**Given passage**
****************

Getting Started with Milvus Hybrid Search
With the release of Milvus 2.4, we introduced multi-vector search and the capability of doing hybrid search (multi-vector search). This new functionality enhances how we can search and analyze data by allowing users to conduct a hybrid search, performing simultaneous queries across multiple vector fields and integrating the results with re-ranking strategies.
Hybrid search, often referred to as multi-vector search, is the process of conducting searches across various vector fields within the same dataset. These vectors can represent different facets of data, utilize diverse embedding models, or employ distinct data processing methods and combine the results using re-rankers.
In this tutorial, you will learn how to leverage Milvus 2.4’s hybrid search capabilities to enhance your search. We’ll cover:
Create Sparse Embeddings
Create Dense Embeddings
Index your data in Milvus
Perform a multi-vector search using the same collection.
This tutorial will utilize the eSci dataset, a comprehensive product search dataset from Amazon. Additionally, we’ll use the BGE-M3 model via the pymilvus[models] library, which makes it easier to generate direct embedding within Milvus.

****************

**Recorded data**
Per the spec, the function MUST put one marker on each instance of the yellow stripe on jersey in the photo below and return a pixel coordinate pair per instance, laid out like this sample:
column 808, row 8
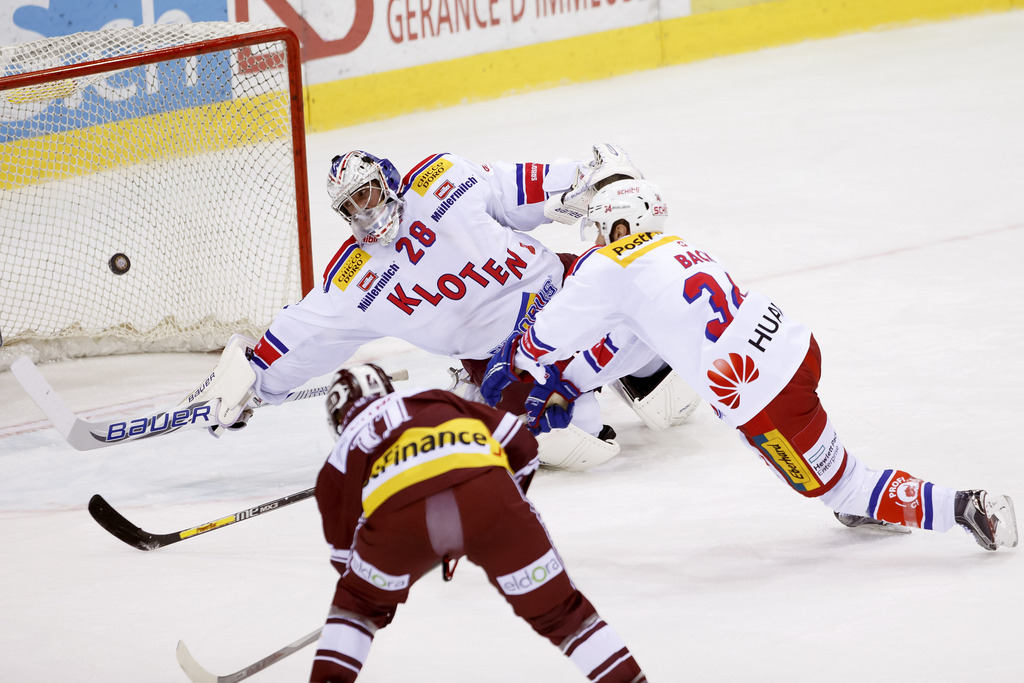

****************

**Task instructions**
Name every topic the Milvus hybrid search tutorial above says it will cover.

**Written solution**
- Create Sparse Embeddings
- Create Dense Embeddings
- Index your data in Milvus
- Perform a multi-vector search using the same collection.